• **PROBLEM TO WORK ON**
Tally the lines of the entries below that hold the word "instance", and please give only the total.

[DATA EXCERPTS Boundary: Start]

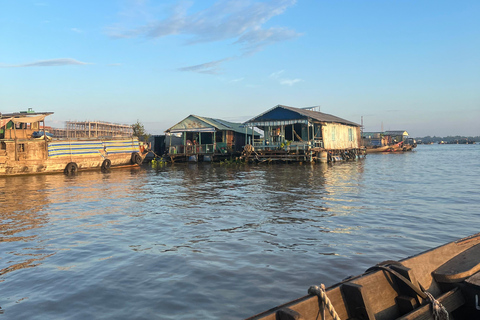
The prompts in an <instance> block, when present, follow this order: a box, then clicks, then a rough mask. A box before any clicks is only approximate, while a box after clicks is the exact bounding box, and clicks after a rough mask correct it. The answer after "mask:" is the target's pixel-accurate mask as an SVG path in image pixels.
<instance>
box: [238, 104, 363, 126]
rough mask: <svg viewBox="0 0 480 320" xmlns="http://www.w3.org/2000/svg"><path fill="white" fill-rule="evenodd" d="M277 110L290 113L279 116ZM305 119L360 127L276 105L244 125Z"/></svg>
mask: <svg viewBox="0 0 480 320" xmlns="http://www.w3.org/2000/svg"><path fill="white" fill-rule="evenodd" d="M279 109H282V110H286V111H290V112H289V113H288V114H286V113H283V114H279V112H276V111H279ZM305 119H313V120H317V121H320V122H329V123H341V124H346V125H351V126H355V127H360V125H359V124H358V123H355V122H352V121H348V120H345V119H342V118H339V117H337V116H334V115H331V114H328V113H323V112H319V111H312V110H307V109H300V108H294V107H289V106H284V105H277V106H275V107H273V108H271V109H269V110H267V111H265V112H264V113H262V114H260V115H258V116H256V117H255V118H253V119H250V120H248V121H247V122H245V124H246V125H249V124H250V125H251V124H255V123H260V122H271V121H277V120H281V121H292V120H305Z"/></svg>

[DATA EXCERPTS Boundary: End]

• **ANSWER TO THIS TASK**
2